#### Sua tarefa:
Continue a notícia abaixo sobre o primeiro transplante cardíaco pediátrico da Paraíba, começando logo depois da última frase apresentada.

#### Texto fornecido:
Hospital Metropolitano realiza primeiro transplante cardíaco pediátrico da história da Paraíba

O Hospital Metropolitano Dom José Maria Pires, em João Pessoa, unidade gerenciada pela Fundação Paraibana de Gestão em Saúde (PB Saúde), alcançou um marco histórico na medicina do estado ao realizar, na última sexta-feira (21), o primeiro transplante cardíaco pediátrico da Paraíba. O procedimento, custeado integralmente pelo Sistema Único de Saúde (SUS), representa um avanço significativo na capacidade de atendimento de alta complexidade da rede pública.
O paciente beneficiado é um adolescente de 14 anos, morador de Santana dos Garrotes, no Sertão paraibano. Acompanhado pelo serviço desde os 13 anos, ele foi diagnosticado com displasia arritmogênica do ventrículo direito, uma doença genética progressiva em que o músculo cardíaco é enfraquecido e substituído por gordura, podendo levar a arritmias graves e insuficiência cardíaca. A cardiologista Roberta Barreto explicou que, após a implantação de um cardiodesfibrilador no ano passado, o transplante se tornou, em dado momento, a única alternativa para a sobrevida do jovem, que entrou na lista de espera no dia 14 de novembro.

#### Dados fornecidos:
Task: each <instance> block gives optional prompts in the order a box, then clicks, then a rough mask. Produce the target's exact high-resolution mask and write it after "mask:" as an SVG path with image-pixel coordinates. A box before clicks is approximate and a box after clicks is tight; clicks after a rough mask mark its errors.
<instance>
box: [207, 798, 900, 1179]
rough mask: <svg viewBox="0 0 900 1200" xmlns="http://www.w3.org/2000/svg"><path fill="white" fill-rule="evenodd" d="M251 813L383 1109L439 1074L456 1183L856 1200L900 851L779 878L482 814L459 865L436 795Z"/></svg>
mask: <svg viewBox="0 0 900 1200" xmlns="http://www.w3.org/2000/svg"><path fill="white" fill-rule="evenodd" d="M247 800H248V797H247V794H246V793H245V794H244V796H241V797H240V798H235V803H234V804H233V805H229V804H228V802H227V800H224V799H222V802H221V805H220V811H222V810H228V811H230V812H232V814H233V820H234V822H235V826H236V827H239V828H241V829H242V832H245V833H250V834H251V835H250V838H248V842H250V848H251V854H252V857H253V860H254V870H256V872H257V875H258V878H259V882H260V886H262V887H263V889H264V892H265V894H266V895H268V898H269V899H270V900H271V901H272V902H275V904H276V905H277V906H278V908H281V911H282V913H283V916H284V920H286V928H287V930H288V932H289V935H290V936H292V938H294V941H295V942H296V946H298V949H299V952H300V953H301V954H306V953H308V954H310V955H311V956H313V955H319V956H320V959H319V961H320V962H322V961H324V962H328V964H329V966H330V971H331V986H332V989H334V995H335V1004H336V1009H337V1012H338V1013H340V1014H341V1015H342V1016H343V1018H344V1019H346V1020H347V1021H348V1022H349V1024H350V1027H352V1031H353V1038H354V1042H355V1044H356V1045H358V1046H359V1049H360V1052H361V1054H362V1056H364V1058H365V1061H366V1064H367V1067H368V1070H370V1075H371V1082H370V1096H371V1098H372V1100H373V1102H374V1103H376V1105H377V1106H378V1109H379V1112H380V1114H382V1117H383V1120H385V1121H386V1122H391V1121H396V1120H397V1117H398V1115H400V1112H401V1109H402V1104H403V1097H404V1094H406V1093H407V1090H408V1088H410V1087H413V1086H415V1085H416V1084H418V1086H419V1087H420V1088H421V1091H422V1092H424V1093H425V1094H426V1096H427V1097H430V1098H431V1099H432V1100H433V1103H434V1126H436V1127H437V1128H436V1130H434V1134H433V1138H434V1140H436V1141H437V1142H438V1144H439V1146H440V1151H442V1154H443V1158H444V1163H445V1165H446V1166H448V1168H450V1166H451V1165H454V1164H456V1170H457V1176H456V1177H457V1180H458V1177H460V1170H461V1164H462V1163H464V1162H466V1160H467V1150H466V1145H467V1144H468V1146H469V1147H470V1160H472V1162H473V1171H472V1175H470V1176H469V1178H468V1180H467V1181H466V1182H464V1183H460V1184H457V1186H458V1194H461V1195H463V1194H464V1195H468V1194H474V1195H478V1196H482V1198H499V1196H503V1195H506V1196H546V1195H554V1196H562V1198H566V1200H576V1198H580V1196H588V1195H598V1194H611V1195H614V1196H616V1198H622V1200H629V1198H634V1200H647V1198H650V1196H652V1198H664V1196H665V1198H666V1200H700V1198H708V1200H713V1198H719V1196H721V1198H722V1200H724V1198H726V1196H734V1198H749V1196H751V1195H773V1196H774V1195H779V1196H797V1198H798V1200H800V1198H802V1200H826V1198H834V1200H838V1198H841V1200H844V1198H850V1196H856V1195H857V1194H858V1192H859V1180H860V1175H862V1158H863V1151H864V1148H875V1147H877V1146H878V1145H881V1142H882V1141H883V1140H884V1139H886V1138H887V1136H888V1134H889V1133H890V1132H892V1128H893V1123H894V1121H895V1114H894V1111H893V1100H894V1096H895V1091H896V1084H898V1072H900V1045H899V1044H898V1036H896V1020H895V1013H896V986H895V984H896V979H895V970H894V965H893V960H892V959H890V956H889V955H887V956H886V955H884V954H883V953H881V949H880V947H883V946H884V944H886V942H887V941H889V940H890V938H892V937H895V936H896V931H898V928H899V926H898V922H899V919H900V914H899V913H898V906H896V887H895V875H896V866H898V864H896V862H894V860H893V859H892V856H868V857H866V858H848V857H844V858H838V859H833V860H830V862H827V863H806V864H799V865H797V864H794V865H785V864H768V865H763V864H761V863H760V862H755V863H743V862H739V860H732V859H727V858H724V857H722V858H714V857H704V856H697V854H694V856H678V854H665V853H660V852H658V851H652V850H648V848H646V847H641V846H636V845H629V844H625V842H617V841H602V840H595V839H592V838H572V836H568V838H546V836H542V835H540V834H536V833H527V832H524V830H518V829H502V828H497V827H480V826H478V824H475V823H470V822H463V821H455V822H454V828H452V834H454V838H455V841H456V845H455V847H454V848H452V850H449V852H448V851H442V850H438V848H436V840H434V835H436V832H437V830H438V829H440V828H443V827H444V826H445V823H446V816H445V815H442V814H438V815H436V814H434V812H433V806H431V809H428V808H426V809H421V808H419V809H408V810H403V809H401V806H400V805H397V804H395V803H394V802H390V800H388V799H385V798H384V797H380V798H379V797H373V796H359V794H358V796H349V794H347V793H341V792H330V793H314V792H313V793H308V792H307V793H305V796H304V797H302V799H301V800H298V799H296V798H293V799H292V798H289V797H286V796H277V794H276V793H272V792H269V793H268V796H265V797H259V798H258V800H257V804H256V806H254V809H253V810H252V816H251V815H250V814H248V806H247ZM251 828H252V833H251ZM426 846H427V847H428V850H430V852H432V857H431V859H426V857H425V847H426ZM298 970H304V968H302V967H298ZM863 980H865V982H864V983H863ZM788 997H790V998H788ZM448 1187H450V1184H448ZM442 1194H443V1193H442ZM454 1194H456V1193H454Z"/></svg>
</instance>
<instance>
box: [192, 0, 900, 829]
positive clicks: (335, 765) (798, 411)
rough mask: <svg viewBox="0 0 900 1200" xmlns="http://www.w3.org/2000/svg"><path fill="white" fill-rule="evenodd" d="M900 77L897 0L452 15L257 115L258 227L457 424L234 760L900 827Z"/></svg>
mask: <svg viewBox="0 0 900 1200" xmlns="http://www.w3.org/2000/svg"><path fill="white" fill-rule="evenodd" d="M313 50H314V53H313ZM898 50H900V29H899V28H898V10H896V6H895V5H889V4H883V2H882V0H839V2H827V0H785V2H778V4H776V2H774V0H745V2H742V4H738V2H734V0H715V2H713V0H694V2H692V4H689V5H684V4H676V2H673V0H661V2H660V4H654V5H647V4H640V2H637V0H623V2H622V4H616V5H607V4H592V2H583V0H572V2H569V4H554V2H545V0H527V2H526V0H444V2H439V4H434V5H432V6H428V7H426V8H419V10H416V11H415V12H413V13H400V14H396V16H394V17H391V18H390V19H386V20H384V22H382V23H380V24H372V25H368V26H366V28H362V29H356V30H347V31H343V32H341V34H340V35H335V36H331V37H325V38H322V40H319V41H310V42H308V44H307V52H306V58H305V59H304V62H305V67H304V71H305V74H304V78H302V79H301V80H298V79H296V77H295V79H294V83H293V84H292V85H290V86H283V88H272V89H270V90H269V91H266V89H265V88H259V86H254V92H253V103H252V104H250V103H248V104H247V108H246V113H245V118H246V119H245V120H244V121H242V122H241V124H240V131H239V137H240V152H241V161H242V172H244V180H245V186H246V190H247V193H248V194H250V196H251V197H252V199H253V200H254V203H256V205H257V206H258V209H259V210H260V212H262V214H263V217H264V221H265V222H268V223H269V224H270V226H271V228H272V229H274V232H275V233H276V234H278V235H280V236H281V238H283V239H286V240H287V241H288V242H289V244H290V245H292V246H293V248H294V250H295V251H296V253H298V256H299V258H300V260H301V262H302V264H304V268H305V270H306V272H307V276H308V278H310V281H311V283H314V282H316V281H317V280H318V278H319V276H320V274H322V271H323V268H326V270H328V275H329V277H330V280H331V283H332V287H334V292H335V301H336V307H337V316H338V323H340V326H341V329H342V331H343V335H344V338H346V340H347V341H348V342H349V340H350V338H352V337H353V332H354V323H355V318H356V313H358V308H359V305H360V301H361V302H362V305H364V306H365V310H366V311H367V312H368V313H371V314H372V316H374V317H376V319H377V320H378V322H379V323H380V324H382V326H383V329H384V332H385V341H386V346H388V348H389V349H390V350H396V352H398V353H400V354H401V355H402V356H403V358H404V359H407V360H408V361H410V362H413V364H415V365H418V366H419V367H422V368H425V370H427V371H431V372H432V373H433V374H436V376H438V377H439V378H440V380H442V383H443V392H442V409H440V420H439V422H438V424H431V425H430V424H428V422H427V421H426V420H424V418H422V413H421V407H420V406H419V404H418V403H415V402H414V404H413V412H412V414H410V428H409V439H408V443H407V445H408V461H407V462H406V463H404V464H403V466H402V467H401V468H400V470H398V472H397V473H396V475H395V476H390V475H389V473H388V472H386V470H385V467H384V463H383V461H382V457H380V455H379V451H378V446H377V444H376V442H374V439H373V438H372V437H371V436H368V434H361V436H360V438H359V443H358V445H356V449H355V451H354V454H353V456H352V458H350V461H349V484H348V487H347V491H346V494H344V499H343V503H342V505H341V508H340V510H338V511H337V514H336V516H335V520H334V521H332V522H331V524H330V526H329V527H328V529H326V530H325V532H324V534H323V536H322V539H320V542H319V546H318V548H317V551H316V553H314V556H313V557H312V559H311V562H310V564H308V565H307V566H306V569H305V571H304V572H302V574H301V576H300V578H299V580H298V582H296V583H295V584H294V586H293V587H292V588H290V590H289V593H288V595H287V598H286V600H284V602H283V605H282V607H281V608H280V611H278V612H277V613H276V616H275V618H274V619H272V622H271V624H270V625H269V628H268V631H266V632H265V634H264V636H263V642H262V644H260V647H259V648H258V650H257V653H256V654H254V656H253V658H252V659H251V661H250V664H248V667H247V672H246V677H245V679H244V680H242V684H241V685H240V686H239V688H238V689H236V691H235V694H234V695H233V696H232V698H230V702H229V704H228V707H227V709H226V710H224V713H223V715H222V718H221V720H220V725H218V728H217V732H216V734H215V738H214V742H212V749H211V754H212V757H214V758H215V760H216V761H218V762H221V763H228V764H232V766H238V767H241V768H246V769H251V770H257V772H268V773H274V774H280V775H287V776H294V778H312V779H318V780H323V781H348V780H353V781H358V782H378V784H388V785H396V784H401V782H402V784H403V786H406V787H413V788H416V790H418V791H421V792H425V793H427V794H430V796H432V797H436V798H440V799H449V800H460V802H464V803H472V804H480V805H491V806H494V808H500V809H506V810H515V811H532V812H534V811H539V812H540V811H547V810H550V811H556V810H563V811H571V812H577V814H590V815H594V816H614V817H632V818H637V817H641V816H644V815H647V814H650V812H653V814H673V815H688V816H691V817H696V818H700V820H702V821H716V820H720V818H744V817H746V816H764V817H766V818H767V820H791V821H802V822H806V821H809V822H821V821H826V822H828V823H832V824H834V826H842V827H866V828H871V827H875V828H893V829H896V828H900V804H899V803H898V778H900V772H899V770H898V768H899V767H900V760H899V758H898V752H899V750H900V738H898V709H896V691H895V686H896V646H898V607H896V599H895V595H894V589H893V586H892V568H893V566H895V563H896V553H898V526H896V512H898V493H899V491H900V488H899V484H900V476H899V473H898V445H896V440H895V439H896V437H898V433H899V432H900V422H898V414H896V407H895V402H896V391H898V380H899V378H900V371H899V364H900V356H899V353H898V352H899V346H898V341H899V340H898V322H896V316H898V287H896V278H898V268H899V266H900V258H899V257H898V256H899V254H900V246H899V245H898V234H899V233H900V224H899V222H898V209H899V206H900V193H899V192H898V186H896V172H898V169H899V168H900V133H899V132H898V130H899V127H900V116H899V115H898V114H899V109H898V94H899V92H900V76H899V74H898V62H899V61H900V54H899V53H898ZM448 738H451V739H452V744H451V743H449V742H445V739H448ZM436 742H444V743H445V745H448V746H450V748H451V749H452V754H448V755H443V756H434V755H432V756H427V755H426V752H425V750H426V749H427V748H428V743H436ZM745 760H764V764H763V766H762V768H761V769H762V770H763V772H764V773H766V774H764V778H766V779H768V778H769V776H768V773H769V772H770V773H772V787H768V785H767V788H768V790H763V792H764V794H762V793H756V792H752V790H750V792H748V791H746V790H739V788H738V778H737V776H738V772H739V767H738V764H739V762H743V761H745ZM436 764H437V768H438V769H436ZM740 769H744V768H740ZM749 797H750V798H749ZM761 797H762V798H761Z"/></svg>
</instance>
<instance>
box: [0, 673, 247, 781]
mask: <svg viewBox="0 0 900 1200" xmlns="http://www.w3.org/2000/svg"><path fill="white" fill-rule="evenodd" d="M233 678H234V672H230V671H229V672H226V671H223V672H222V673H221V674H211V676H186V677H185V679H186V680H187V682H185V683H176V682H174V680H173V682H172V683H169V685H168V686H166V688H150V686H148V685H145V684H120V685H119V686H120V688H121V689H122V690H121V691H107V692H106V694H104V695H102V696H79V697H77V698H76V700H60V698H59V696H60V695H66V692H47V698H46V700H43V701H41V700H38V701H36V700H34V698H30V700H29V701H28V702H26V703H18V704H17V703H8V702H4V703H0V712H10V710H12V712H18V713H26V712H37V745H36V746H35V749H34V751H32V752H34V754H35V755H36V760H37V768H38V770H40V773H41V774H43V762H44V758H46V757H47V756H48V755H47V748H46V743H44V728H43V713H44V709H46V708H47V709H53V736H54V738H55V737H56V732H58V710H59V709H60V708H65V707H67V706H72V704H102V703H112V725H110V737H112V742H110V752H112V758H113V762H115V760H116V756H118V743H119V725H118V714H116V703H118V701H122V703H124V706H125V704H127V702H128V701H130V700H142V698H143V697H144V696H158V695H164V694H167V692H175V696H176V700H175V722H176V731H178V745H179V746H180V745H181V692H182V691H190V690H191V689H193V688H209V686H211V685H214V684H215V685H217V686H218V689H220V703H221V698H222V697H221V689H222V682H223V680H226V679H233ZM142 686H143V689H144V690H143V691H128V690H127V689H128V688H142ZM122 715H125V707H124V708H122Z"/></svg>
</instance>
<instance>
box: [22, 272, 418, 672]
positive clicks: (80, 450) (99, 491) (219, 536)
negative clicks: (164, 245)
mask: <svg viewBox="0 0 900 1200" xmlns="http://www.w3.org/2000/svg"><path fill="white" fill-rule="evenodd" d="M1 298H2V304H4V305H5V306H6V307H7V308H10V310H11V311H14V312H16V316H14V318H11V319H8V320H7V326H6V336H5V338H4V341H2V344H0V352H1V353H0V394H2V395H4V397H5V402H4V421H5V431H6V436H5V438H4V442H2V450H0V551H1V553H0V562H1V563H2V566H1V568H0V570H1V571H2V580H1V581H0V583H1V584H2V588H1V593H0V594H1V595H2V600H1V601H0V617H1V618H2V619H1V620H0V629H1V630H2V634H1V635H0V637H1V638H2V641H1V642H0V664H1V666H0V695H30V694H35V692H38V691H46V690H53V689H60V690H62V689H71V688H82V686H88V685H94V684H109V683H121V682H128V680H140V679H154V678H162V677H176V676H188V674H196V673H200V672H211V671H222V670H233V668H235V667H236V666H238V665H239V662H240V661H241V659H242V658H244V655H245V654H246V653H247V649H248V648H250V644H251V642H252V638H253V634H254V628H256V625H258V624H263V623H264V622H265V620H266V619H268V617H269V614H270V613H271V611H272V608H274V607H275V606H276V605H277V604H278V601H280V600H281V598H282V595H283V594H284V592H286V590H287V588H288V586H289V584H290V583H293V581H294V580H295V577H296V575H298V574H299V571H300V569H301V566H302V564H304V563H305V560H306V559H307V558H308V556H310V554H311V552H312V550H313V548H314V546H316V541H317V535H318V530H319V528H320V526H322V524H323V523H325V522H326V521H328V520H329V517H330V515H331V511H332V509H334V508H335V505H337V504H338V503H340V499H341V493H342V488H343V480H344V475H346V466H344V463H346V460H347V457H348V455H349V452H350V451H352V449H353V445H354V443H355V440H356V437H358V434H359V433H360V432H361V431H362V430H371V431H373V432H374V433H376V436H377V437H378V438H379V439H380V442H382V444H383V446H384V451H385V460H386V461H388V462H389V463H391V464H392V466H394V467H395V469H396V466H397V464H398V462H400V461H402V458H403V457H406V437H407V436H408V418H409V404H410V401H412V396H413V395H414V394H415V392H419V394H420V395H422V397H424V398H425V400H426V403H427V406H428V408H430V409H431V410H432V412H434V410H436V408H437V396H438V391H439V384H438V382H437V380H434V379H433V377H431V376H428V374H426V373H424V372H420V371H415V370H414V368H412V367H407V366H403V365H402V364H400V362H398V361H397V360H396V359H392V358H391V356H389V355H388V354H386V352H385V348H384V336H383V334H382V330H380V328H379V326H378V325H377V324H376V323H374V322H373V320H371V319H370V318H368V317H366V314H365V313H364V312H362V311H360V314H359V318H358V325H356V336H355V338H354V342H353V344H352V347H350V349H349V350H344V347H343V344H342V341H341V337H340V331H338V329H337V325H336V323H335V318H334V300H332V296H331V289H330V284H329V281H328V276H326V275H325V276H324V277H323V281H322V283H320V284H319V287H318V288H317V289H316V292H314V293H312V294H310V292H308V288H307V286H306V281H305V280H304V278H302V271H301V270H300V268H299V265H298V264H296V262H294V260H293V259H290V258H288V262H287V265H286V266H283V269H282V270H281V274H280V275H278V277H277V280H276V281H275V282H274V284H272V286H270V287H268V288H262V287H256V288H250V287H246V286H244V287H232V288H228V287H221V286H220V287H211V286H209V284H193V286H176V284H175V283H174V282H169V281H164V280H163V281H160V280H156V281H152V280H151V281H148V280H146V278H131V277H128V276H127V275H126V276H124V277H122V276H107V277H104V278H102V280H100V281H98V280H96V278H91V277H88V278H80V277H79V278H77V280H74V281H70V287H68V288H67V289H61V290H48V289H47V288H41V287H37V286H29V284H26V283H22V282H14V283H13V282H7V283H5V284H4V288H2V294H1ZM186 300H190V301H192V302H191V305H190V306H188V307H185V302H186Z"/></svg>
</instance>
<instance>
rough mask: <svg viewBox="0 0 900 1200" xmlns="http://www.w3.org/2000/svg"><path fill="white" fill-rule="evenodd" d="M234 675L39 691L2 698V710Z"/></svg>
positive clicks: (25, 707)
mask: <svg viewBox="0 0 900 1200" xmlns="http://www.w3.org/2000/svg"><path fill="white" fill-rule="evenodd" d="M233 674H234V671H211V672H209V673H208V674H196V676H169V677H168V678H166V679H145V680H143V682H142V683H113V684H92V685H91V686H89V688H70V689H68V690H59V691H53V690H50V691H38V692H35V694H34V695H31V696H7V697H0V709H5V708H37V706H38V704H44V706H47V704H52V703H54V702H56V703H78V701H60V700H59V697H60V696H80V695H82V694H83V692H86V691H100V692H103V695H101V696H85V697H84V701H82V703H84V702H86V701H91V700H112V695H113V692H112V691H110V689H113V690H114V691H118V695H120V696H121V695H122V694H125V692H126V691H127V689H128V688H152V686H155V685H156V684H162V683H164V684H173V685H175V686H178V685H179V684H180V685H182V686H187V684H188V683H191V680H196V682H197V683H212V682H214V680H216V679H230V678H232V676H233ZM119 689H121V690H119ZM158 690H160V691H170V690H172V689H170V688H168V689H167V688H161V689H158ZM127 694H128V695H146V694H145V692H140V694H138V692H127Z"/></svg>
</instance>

#### Resposta escrita:
A complexa logística de captação e transporte do órgão foi crucial para o sucesso da cirurgia. Devido à urgência e à distância, o paciente foi transportado para João Pessoa na quarta-feira (20) pelo Grupo de Resgate Aeromédico da Paraíba (Grame). Na sexta-feira, o órgão, doado por um jovem de 30 anos no Hospital de Trauma de Campina Grande, seguiu para o Hospital Metropolitano em um deslocamento aéreo realizado pelo Grupamento Tático Aéreo (GTA) da Polícia Militar, em uma operação que marcou a nova parceria entre as secretarias de Saúde e de Segurança. O tenente-coronel Rodrigo Pimenta, do GTA, destacou que o trajeto entre Campina Grande e João Pessoa durou apenas 25 minutos, tempo vital para o sucesso do transplante.
Para Ilara Nóbrega, diretora de Atenção à Saúde da PB Saúde, o momento é uma conquista histórica, reforçando a missão de oferecer saúde de qualidade para todos os paraibanos, “do SUS para o SUS”. Ela ressaltou que o Hospital Metropolitano, já referência em transplantes cardíacos adultos, consolida agora sua capacidade para procedimentos pediátricos, garantindo que o cidadão tenha acesso ao melhor tratamento sem precisar sair do estado. Patrícia Monteiro, da Comissão Intra-Hospitalar de Doação de Órgãos e Tecidos, fez um agradecimento profundo às famílias doadoras, cujo “sim” torna esses salvamentos possíveis. Além do coração, foram doados rins, fígado e córneas, beneficiando pacientes na Paraíba, Pernambuco e Bahia.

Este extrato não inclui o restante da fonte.